↓

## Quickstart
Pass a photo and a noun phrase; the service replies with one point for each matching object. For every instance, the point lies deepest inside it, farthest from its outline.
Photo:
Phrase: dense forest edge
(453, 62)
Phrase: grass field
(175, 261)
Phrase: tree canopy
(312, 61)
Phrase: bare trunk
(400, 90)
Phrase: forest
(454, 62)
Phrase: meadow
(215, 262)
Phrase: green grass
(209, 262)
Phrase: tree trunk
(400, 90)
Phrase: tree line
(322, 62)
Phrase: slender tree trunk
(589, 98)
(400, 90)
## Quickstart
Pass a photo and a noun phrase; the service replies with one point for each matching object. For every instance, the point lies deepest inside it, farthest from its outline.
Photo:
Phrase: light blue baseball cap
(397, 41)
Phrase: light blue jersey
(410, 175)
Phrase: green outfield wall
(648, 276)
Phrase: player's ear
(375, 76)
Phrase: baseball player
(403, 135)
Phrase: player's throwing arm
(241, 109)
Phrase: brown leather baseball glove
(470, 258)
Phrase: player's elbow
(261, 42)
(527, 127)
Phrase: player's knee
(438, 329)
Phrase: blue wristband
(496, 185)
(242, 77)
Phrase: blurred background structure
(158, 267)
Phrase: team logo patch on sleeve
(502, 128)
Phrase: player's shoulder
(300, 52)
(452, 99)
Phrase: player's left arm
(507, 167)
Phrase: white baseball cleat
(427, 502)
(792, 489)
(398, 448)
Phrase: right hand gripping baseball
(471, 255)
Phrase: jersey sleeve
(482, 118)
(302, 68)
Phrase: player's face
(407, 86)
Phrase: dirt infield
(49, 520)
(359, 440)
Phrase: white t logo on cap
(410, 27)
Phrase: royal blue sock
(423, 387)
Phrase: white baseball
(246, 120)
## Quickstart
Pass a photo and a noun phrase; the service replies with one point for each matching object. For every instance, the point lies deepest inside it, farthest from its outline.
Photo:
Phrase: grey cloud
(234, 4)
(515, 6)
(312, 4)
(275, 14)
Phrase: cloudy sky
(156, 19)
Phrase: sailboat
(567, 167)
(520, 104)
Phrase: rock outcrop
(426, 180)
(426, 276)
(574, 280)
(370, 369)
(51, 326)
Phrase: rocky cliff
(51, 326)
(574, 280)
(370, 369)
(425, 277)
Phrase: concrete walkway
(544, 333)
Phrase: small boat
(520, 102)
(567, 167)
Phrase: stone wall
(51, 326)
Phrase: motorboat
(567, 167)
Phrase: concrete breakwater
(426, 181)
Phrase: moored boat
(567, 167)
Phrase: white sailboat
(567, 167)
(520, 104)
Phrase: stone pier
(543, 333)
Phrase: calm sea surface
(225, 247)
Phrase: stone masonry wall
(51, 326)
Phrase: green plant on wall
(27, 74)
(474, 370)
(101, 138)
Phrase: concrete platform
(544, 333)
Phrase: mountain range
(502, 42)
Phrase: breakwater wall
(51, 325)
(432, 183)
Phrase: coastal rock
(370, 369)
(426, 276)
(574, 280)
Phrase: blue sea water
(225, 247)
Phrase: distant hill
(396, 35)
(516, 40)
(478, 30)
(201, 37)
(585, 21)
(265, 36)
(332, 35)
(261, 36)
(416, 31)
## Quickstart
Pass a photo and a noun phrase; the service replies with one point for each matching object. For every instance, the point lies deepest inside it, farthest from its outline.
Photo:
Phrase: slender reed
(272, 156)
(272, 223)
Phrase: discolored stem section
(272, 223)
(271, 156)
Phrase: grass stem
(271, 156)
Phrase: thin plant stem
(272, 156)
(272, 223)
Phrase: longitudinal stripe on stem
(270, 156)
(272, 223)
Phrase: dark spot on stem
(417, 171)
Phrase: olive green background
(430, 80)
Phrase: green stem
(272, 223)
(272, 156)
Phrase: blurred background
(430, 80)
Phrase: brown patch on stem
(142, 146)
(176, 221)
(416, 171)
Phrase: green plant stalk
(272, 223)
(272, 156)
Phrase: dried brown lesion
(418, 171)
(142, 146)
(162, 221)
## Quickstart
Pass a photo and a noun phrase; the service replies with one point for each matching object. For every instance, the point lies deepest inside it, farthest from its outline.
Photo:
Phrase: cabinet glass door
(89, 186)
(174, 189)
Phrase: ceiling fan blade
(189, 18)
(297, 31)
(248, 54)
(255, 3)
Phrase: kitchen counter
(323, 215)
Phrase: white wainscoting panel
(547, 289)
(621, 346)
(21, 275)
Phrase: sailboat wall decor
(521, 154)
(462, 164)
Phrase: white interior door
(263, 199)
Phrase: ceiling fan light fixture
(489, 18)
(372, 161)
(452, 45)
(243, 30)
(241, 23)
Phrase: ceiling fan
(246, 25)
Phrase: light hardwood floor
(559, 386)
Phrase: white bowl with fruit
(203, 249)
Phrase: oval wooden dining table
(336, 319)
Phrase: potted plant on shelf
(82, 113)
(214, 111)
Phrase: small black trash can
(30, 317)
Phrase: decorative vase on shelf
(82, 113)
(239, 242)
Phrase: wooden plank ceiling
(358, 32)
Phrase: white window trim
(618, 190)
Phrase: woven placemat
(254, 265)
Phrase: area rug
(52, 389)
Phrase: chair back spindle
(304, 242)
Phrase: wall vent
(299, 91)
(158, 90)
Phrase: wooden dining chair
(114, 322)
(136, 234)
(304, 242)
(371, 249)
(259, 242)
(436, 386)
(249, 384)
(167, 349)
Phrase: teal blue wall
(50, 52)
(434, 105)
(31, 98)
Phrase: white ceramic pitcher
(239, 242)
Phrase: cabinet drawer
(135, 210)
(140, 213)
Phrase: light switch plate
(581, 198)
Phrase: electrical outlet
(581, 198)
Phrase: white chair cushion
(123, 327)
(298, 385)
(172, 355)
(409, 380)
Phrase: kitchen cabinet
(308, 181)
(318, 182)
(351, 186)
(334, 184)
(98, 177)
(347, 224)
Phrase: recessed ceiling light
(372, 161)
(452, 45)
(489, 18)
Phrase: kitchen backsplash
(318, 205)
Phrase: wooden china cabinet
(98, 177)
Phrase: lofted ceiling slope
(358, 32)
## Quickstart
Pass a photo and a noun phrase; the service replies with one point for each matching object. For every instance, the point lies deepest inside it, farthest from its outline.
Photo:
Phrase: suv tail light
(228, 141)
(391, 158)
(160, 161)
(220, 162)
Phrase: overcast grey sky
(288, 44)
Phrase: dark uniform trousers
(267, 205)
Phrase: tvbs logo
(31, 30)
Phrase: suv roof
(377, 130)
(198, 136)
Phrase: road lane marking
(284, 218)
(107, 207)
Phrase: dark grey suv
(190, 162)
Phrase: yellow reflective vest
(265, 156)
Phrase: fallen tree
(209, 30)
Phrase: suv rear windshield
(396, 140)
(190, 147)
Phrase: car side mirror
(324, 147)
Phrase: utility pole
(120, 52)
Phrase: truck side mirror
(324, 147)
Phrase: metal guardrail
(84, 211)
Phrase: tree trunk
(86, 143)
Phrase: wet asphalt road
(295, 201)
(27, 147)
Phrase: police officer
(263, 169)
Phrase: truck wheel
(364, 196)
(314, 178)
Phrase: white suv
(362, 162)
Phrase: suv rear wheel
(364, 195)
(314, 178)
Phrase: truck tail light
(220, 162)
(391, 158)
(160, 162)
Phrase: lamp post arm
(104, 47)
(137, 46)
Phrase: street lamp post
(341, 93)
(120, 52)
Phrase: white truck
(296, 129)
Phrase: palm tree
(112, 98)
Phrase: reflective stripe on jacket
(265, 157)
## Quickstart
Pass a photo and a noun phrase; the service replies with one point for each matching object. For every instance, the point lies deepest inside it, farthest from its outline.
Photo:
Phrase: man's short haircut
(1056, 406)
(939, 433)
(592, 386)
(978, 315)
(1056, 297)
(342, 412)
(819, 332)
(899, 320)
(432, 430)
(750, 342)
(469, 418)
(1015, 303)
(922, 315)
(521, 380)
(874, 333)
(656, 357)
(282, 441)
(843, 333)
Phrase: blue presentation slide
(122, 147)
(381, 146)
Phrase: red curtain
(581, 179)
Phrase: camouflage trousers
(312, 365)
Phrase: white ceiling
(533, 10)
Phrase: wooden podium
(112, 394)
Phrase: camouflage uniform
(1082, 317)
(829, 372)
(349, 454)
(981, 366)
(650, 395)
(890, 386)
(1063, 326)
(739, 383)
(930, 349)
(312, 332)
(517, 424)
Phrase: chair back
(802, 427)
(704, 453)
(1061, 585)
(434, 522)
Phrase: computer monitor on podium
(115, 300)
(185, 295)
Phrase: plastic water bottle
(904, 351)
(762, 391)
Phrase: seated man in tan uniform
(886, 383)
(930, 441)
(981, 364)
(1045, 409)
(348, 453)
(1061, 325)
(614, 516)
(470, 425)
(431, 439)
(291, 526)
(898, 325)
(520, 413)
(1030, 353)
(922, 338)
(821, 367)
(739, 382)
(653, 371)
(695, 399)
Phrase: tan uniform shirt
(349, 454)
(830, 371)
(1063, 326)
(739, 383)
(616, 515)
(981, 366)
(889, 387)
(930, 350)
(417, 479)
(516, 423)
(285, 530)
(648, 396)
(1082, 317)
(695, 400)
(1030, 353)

↑

PROBLEM REQUIREMENTS:
Repeat only the lines from the one holding "Phrase: lamp post arm" through the last line of the data.

EXERCISE ANSWER:
Phrase: lamp post arm
(104, 47)
(137, 46)
Phrase: street lamp post
(341, 93)
(120, 52)
Phrase: white truck
(296, 129)
Phrase: palm tree
(112, 98)
Phrase: reflective stripe on jacket
(265, 157)
## Quickstart
Pass a photo and a noun phrase; the service replies with one point for each matching object. For every instance, the point lies deepest inside it, farthest from its outline.
Photo:
Phrase: man's short haircut
(1056, 406)
(939, 433)
(592, 386)
(978, 315)
(1056, 297)
(342, 412)
(819, 332)
(899, 320)
(432, 430)
(750, 342)
(469, 418)
(1015, 303)
(922, 315)
(521, 380)
(874, 333)
(656, 357)
(282, 441)
(843, 333)
Phrase: blue presentation slide
(122, 147)
(381, 146)
Phrase: red curtain
(581, 179)
Phrase: camouflage trousers
(312, 365)
Phrase: white ceiling
(533, 10)
Phrase: wooden podium
(112, 394)
Phrase: camouflage uniform
(1082, 317)
(829, 372)
(349, 454)
(981, 366)
(650, 395)
(890, 386)
(1063, 326)
(739, 383)
(930, 349)
(312, 332)
(517, 424)
Phrase: chair back
(802, 427)
(704, 453)
(1061, 585)
(434, 522)
Phrase: computer monitor on podium
(115, 300)
(185, 295)
Phrase: plastic water bottle
(904, 351)
(762, 391)
Phrase: seated man in tan uniform
(886, 383)
(930, 441)
(981, 364)
(1045, 409)
(348, 453)
(1061, 325)
(614, 516)
(470, 425)
(431, 439)
(291, 526)
(898, 325)
(520, 413)
(1030, 353)
(922, 338)
(821, 367)
(739, 382)
(653, 371)
(695, 399)
Phrase: tan uniform shirt
(349, 454)
(830, 371)
(1063, 326)
(739, 383)
(616, 515)
(981, 366)
(889, 387)
(930, 350)
(417, 479)
(516, 423)
(285, 530)
(648, 396)
(1082, 317)
(695, 400)
(1030, 353)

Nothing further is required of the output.